• Aim:
Could you copy out every one of the records below word for word?

*-*-*

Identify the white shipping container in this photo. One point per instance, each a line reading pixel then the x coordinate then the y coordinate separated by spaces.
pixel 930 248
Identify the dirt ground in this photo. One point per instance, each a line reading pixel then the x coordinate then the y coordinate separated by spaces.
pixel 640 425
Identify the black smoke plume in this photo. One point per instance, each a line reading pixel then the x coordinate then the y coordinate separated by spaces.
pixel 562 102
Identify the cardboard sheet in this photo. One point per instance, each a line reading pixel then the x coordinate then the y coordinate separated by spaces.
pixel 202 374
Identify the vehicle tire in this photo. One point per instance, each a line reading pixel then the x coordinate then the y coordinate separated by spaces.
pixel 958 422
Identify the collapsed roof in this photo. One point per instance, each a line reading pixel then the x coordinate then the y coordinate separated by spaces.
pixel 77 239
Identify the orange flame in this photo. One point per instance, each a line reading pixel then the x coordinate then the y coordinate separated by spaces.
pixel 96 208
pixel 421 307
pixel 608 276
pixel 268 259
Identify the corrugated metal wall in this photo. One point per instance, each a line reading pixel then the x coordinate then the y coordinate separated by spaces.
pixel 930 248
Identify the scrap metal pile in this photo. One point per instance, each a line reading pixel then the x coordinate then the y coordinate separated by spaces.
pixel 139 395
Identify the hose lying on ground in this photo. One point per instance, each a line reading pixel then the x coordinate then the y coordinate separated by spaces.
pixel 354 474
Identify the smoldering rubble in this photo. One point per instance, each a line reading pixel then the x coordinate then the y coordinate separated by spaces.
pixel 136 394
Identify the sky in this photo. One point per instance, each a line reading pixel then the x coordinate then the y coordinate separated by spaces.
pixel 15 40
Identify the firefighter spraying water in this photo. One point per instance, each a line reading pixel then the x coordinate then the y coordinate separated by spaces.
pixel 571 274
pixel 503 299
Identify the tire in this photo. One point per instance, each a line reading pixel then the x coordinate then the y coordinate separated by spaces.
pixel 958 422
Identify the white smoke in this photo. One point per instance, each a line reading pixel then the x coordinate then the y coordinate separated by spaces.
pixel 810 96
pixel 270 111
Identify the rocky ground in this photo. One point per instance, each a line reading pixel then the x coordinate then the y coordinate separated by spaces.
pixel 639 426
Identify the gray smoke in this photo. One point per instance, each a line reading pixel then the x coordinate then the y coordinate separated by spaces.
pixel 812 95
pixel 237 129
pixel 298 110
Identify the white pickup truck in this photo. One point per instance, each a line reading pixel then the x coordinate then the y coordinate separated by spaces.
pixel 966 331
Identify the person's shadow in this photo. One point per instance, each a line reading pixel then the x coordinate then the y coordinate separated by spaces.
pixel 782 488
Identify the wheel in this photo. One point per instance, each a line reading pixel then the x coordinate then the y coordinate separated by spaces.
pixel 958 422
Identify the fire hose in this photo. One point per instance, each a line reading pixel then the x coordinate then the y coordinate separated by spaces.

*-*-*

• Right answer:
Identify the white shipping container in this photo. One point per instance, each a line reading pixel then the x coordinate then the y coordinate separated by spaces.
pixel 930 248
Identify the dirt ground in this photo. One point per instance, each a line reading pixel then the x coordinate then the y coordinate separated by spaces.
pixel 640 425
Identify the black smoke plume in this photo. One point per instance, each a line reading pixel then the x coordinate then the y coordinate separated by spaces.
pixel 562 102
Identify the cardboard sheet in this photo. One point per instance, each a line reading pixel then the x coordinate then the y coordinate separated by spaces.
pixel 202 374
Identify the vehicle tire in this photo. One point per instance, each a line reading pixel then the x coordinate then the y coordinate separated by spaces.
pixel 958 422
Identify the collapsed roof in this photo. One point per instance, each a line reading pixel then the x coordinate then the y coordinate separated by spaces.
pixel 77 239
Identify the orange flame in this photo. One point per instance, each a line reading pixel then the x coordinate then the y coordinate separated by spaces.
pixel 96 208
pixel 421 307
pixel 608 276
pixel 268 259
Identify the corrugated metal wall in this photo. One point per instance, each a line reading pixel then the x coordinate then the y coordinate separated by spaces.
pixel 930 248
Identify the scrap metal pile in this photo. One point per instance, each a line reading pixel then the x coordinate then the y coordinate separated by spaces.
pixel 139 395
Identify the hose lying on ground in this photo. One point per instance, each a line reading pixel then the x coordinate then the y coordinate separated by spaces.
pixel 354 474
Identify the smoldering rubble in this photo. One point per instance, each a line reading pixel then the x coordinate then the y coordinate separated by spaces.
pixel 136 394
Identify the sky in this photo. One point per instance, each a line reading pixel then the x coordinate then the y coordinate separated by spaces.
pixel 15 40
Identify the firefighter spraying water in this photo. One point per instance, each a line reading pixel then the x coordinate then the y coordinate separated by spaces.
pixel 571 274
pixel 503 299
Identify the tire in this photo. One point per instance, each a line reading pixel then the x coordinate then the y coordinate separated by spaces.
pixel 958 422
Identify the white smoke in this photo. One point per instance, each a line reading pixel then the x coordinate then the y coordinate separated by spaces.
pixel 810 96
pixel 270 111
Identify the rocky ground in this photo. One point per instance, each a line reading pixel then the x coordinate then the y coordinate separated by spaces.
pixel 639 426
Identify the gray smoke in this photo. One point per instance, each a line reading pixel then the x coordinate then the y coordinate separated by spaces.
pixel 812 95
pixel 237 129
pixel 298 110
Identify the white pickup truck in this photo. One point per instance, each a line reading pixel then the x coordinate then the y coordinate separated by spaces.
pixel 966 331
Identify the person's shadow in this photo. One point per instance, each a line reading pixel then the x coordinate then the y coordinate separated by spaces.
pixel 782 488
Identify the wheel in this photo. One point per instance, each a line reading pixel then the x coordinate then the y coordinate separated by spaces.
pixel 958 422
Identify the fire hose in this photo. One point per instance, each a line reading pixel then the x coordinate then the y coordinate separated by spaces.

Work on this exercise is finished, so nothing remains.